> WHAT THE TASK ASKS: Once you have found the line with "Mark a single" in the records below, retype it and every line after it to the end exactly, with no pictures and nothing more.

> EXERCISE DATA:
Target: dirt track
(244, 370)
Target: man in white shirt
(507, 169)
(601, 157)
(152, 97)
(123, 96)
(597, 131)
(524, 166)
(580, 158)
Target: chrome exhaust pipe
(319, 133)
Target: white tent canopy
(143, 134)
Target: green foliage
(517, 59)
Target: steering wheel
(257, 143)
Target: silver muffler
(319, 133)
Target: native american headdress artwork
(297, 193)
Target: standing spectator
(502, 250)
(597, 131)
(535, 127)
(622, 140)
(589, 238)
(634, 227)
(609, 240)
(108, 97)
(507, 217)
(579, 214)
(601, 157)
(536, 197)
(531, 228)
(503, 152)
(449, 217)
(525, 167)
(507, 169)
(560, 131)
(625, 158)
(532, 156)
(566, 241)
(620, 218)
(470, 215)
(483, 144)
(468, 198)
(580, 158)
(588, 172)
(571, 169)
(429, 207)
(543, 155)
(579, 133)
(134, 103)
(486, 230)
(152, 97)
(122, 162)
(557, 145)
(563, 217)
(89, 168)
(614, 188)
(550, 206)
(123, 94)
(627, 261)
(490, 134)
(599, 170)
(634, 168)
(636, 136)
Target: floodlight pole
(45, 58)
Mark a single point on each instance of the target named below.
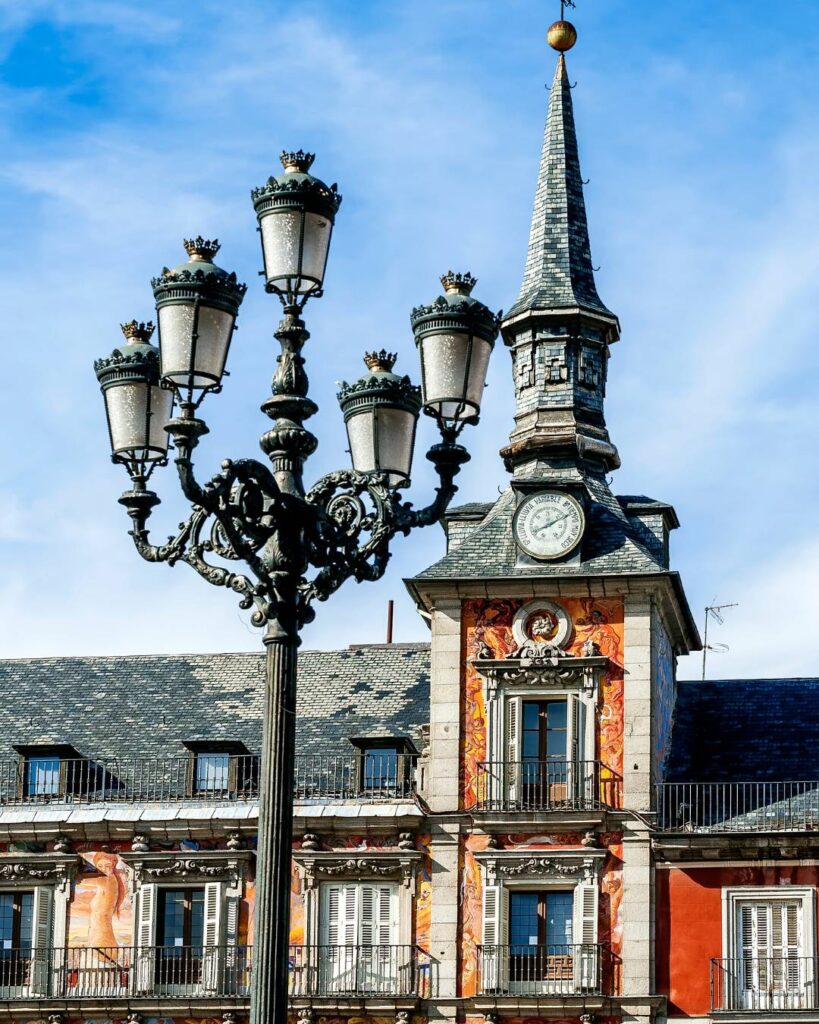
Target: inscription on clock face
(549, 524)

> YOUR SOLUTION:
Mark a single point on each instance of the target named below.
Target: inscription on clock face
(549, 524)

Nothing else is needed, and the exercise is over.